Natural language region descriptions
"""
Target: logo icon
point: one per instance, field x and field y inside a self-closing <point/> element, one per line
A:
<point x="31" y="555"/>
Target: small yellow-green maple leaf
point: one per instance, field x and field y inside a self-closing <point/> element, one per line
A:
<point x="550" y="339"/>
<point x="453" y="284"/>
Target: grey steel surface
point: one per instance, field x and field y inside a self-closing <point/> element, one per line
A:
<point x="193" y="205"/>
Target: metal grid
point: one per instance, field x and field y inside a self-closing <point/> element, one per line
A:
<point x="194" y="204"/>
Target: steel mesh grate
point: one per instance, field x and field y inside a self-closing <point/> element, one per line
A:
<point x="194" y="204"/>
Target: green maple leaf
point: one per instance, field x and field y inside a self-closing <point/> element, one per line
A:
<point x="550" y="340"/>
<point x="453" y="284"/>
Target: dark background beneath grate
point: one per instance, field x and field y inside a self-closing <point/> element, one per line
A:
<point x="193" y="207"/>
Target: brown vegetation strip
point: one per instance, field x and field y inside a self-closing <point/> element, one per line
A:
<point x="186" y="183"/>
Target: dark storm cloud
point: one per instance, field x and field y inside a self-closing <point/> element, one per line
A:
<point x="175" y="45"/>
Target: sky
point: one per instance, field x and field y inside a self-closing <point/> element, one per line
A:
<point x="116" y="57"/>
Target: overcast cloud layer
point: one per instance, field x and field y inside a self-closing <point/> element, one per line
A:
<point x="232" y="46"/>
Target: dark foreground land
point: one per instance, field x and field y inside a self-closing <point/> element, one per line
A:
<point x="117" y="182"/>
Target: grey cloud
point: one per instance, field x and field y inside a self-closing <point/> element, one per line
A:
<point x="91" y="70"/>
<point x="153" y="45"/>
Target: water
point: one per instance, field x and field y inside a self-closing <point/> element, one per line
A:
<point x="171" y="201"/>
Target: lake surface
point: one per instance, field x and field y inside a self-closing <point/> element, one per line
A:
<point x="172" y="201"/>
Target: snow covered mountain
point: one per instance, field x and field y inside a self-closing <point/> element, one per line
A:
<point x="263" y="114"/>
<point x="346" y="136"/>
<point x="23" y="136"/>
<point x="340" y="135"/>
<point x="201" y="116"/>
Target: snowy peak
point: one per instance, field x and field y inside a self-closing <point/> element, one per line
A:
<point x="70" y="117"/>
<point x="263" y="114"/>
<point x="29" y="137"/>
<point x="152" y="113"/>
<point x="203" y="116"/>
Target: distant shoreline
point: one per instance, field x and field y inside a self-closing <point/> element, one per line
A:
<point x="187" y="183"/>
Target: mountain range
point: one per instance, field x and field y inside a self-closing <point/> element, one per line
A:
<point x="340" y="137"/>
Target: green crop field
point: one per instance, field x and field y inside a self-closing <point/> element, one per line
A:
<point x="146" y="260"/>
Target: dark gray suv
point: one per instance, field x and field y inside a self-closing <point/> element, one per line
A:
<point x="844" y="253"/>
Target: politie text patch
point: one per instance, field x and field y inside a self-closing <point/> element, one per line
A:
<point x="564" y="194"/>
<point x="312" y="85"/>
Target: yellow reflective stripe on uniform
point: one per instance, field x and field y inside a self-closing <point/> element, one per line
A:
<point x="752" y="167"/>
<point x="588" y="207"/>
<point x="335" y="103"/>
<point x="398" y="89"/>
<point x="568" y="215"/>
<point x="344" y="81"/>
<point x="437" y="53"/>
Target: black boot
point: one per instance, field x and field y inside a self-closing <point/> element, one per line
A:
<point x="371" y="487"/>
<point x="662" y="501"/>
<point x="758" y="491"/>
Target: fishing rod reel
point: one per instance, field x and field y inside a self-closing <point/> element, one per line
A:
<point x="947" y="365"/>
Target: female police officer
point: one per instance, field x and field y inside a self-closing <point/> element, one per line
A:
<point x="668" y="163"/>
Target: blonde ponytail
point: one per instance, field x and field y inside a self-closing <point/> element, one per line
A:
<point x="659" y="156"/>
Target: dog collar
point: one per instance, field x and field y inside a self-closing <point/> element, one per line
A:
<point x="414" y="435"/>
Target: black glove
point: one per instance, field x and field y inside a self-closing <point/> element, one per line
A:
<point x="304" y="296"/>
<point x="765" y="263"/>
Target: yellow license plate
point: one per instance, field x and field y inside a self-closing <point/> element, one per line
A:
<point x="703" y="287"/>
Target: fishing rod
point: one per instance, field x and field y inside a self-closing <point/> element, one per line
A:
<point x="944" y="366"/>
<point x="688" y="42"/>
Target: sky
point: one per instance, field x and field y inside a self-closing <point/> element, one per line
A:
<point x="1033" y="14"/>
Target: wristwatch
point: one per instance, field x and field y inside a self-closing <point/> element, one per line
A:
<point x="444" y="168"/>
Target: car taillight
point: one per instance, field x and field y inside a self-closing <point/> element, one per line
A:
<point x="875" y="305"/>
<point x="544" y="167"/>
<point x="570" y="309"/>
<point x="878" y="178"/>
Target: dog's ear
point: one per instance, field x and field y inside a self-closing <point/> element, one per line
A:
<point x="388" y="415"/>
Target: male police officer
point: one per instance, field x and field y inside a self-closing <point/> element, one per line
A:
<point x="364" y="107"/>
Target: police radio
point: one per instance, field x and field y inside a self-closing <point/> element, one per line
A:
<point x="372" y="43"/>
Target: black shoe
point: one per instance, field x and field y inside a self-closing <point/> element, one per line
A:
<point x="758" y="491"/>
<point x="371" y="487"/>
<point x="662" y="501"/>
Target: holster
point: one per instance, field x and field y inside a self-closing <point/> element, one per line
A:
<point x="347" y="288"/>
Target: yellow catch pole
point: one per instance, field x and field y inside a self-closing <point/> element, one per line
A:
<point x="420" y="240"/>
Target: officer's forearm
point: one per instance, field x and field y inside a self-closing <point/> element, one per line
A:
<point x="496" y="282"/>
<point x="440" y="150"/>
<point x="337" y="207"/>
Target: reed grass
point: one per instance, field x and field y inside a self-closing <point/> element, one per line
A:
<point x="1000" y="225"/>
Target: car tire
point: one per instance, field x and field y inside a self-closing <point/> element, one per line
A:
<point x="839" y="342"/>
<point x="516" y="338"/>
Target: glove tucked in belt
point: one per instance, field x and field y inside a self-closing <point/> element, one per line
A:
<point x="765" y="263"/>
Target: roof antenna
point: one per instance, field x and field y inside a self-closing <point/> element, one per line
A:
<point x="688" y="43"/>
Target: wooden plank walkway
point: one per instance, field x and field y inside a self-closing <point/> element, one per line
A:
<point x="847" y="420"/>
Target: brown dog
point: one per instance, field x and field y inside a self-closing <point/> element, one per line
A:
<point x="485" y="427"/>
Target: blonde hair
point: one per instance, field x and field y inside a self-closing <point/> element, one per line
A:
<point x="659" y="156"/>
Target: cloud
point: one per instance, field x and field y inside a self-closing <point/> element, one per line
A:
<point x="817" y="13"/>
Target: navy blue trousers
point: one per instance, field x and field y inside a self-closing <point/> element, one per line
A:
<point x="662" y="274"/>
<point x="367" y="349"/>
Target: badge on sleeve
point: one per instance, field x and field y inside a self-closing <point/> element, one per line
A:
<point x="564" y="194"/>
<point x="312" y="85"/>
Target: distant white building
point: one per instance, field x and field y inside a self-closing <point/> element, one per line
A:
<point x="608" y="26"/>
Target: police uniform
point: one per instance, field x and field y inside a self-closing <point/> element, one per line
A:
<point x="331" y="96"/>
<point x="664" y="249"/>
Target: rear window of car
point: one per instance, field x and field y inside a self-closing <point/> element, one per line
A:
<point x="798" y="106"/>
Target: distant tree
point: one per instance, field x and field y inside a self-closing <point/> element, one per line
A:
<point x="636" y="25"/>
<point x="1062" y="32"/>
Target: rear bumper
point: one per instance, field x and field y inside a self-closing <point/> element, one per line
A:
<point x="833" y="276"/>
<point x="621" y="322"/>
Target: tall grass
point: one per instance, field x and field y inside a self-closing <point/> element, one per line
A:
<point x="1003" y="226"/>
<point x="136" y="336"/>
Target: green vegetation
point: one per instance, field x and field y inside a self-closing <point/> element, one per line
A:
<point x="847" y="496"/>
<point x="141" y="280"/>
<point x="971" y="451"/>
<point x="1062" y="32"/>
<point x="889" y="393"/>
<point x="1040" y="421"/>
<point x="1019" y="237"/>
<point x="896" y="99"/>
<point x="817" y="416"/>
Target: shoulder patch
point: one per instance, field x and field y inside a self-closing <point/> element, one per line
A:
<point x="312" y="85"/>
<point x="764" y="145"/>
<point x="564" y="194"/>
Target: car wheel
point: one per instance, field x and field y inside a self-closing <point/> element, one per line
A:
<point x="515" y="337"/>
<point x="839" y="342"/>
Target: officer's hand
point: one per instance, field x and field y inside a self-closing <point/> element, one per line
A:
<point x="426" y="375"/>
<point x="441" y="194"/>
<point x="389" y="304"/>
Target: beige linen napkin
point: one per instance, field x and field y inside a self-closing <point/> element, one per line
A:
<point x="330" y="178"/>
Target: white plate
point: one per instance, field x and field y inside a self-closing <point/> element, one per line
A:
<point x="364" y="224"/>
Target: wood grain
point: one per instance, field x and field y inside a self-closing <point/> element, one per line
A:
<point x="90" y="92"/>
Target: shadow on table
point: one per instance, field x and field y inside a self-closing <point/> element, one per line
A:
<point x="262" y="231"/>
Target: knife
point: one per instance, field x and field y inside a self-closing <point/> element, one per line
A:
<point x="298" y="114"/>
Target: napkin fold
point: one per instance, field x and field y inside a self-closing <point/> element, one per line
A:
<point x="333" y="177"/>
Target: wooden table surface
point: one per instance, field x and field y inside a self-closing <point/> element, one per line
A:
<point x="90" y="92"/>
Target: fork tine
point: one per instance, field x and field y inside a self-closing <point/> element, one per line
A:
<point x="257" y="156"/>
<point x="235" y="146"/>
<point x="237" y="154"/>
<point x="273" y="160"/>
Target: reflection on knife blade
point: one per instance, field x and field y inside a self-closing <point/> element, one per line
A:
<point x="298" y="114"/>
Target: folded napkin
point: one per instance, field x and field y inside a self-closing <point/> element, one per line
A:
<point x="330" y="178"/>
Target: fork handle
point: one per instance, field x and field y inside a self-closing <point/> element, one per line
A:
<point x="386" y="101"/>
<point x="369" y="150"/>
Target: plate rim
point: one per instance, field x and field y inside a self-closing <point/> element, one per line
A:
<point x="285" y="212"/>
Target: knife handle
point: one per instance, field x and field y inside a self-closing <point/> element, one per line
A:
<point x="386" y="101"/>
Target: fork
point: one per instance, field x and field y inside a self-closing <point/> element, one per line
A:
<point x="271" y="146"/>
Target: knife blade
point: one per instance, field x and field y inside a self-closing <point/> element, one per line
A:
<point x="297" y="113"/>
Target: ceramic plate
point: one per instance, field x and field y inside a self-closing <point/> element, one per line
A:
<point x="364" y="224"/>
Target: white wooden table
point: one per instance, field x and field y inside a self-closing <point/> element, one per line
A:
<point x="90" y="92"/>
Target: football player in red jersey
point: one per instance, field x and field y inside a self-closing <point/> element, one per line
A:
"""
__Work request__.
Please return a copy of each line in the entries that has the string "blonde".

__Output for this exercise__.
Target: blonde ponytail
Target: blonde hair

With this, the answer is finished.